* **Short problem A**
Copy, word for word, the stretch of the data science article from "Quality of data is" through "as you expect?".

Adventures of a Data scientist.

Arpit Jain
Grey Matter AI
Published in
7 min readApr 12, 2021

--

Journey through the world of Data Science.

One of the hottest skills which you can have in the 21st century is Data Science. But ever wondered what does a Data Scientist do?

In this article, I will try to explain in brief what are the different tasks and roles a Data Scientist has to play. I’ll be taking the analogy of cooking for a better understanding.

Data Science Process

There is no defined way one can approach a Data Science problem. The list of task discussed below is the general process which has been tried and tested by the majority of Data Scientist across the globe.

Don't be a slave to the process. the steps may change based on the problem statement you have in hand.

Step 1: Setting up the Goal

Before you start anything, one thing that should be crystal clear is the end goal. What are you trying to achieve is the most important aspect to start any task. What, Why, and How are the most important questions, that are needed to be answered in this step. Traveling without a destination in mind is called wandering and not a journey.

Analogy: Consider you are in your kitchen and want to cook something, how can you start before you decide what you would like to eat today?

Step 2: Gathering Data

The next step and the most important step in the process is to gather data. All the subsequent steps in the process depend on this step. If correct data is not collected, we will not be able to achieve the goal state no matter how complex the algorithm we write. Data can be considered as a raw product of the whole process.

Data can be collected from either internal or external systems. If data is not available internally, don't shy away from collecting data from an external system. Data can be bought from specific organisations as well. There are a lot of companies out there who have already collected data that you may require. Although data is considered an asset more valuable than oil by certain companies, more and more governments and organisations share their data for free with the world.

Few open source data repositories

When we talk about data, how do we store it is a major question to be answered. There are many ways to store the data. You can store the data as an SQL table, NoSQL format, JSON object, etc. If you are dealing with stream data, there are many cloud options available to opt for.

Quality of data is again an important factor to be considerate of. In the complete process, most of your time will be spent cleaning, analysing, and making sense out of the data in hand. It is very important to keep a check on the quality of data being used. If you do a good job at this step, the rest of the journey will be very smooth.

Analogy: To start with the cooking process, we need to accumulate the required raw material. Consider you are planning to prepare “Paneer Butter Masala”, a common dish for all vegetarians in India. This most important step in the preparation is to collect the correct ingredients needed. If the quality of Paneer used is not up to the mark, do you think the final dish will come out as you expect?

Step 3: Data Preparation

The information received from the data retrieval phase is likely to be “a diamond in the rough” Your task now is to sanitise and prepare it for use in the modelling and reporting phase.

* **Records provided**
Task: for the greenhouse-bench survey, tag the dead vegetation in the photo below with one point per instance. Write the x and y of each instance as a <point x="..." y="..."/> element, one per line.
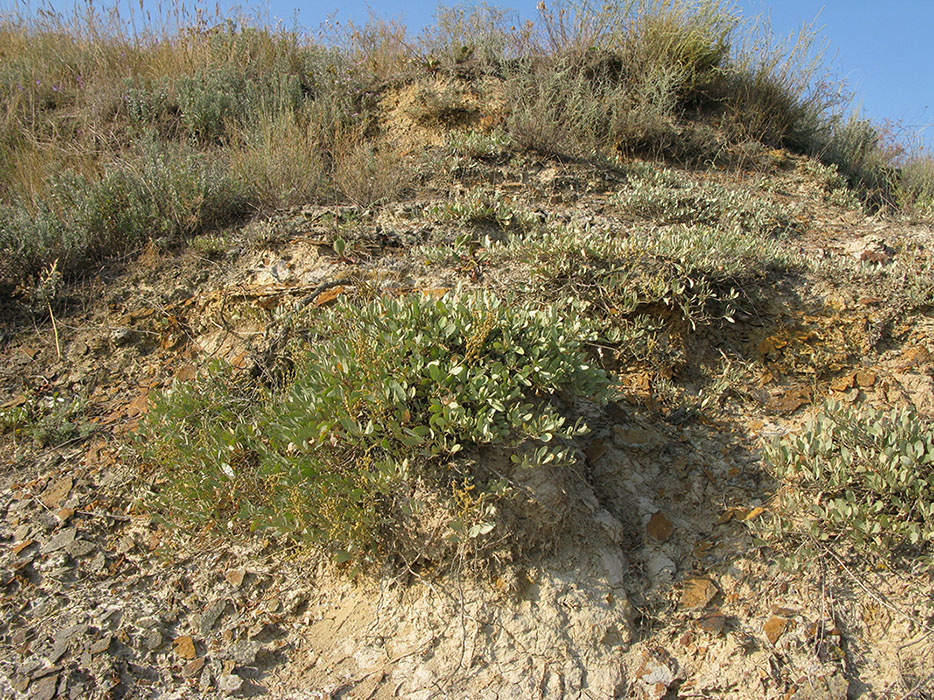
<point x="555" y="362"/>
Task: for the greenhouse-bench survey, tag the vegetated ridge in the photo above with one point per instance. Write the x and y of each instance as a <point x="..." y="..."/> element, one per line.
<point x="587" y="357"/>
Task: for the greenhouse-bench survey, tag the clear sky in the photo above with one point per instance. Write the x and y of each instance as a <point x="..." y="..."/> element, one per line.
<point x="883" y="48"/>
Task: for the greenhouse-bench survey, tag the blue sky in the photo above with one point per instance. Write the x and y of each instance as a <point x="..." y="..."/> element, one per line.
<point x="883" y="48"/>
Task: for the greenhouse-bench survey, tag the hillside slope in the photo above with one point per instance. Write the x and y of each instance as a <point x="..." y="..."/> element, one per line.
<point x="193" y="504"/>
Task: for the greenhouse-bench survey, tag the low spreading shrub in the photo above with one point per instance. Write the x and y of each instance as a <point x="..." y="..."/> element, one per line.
<point x="371" y="448"/>
<point x="80" y="218"/>
<point x="861" y="475"/>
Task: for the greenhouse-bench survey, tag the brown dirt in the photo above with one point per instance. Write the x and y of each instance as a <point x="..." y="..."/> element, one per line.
<point x="658" y="590"/>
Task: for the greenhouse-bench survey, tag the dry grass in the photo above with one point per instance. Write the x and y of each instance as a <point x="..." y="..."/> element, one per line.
<point x="284" y="118"/>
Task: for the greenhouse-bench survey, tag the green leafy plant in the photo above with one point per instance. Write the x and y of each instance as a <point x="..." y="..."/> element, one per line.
<point x="660" y="195"/>
<point x="861" y="474"/>
<point x="480" y="206"/>
<point x="372" y="449"/>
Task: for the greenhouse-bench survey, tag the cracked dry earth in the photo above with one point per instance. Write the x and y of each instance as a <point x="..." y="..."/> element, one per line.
<point x="658" y="591"/>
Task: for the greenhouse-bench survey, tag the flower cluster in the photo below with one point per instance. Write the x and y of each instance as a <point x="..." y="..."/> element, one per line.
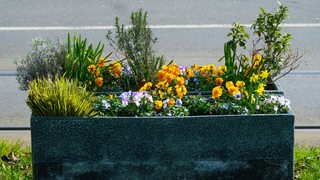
<point x="203" y="77"/>
<point x="102" y="73"/>
<point x="168" y="97"/>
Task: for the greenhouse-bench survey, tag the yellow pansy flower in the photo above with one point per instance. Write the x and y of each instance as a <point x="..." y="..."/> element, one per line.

* **Short problem B**
Write out, word for word, the stretch of the listing from the line containing "Task: for the greenhouse-bench survey, tag the flower" through the end of the listing, and leave the pictures out.

* **Worked answer A**
Quality of data is again an important factor to be considerate of. In the complete process, most of your time will be spent cleaning, analysing, and making sense out of the data in hand. It is very important to keep a check on the quality of data being used. If you do a good job at this step, the rest of the journey will be very smooth.

Analogy: To start with the cooking process, we need to accumulate the required raw material. Consider you are planning to prepare “Paneer Butter Masala”, a common dish for all vegetarians in India. This most important step in the preparation is to collect the correct ingredients needed. If the quality of Paneer used is not up to the mark, do you think the final dish will come out as you expect?

* **Worked answer B**
Task: for the greenhouse-bench survey, tag the flower cluster in the photo below with one point per instance. Write the x and y of each instance as a <point x="..." y="..."/> element, one per line.
<point x="203" y="77"/>
<point x="102" y="73"/>
<point x="168" y="97"/>
Task: for the greenhouse-bench survey, tag the yellow pansy flower in the photo above with one point per instance. Write the x and y of each instance as a <point x="..." y="..."/> element, one per line.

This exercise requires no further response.